* Set problem *
Extract each row below that contains the string "shopping". The match is case-sensitive.

····················

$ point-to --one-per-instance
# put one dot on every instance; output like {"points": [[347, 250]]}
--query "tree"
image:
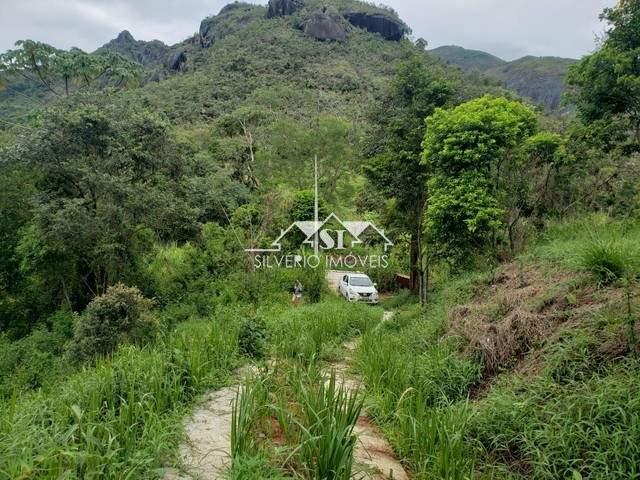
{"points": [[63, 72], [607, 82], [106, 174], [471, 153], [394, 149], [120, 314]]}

····················

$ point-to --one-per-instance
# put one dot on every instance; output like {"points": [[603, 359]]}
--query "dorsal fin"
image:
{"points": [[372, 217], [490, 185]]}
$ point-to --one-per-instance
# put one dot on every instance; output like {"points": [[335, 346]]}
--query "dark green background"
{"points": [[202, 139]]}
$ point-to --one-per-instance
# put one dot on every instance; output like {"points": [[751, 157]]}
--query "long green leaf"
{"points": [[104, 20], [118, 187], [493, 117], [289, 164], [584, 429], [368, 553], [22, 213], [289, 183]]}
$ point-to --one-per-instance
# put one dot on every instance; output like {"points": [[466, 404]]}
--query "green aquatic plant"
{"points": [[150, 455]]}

····················

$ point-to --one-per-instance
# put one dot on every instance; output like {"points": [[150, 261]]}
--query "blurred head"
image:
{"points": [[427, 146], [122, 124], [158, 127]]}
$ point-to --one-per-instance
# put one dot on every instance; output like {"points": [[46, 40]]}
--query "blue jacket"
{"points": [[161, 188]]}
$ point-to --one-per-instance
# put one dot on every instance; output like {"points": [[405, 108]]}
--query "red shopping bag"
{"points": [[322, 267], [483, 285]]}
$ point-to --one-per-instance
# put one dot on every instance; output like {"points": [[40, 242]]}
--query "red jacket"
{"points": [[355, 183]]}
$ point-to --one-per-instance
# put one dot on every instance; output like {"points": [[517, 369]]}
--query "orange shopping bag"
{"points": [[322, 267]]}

····················

* Exercise result *
--query "red shopping bag"
--query "orange shopping bag"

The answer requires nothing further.